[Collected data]
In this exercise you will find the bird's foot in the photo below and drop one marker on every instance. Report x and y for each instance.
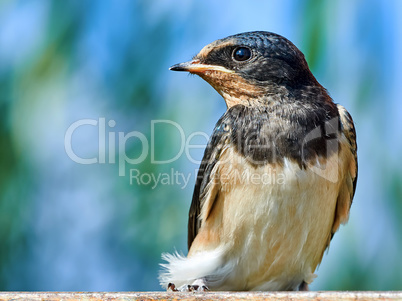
(172, 288)
(197, 286)
(303, 287)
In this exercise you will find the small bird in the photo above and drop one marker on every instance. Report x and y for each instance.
(278, 175)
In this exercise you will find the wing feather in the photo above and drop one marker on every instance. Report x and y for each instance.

**YOUR TASK**
Only the lines from the one containing "In this exercise you will find the small" through the last line of the records are to be set down, exactly as they appear.

**SOLUTION TO THE PROBLEM**
In this exercise you will find the small bird in the photo above and drop one marker on every instance. Report x and y for each instance.
(278, 175)
In this exercise you will find the wing feather in the photo above and drop one marker on every instance. Report x and y for each instance.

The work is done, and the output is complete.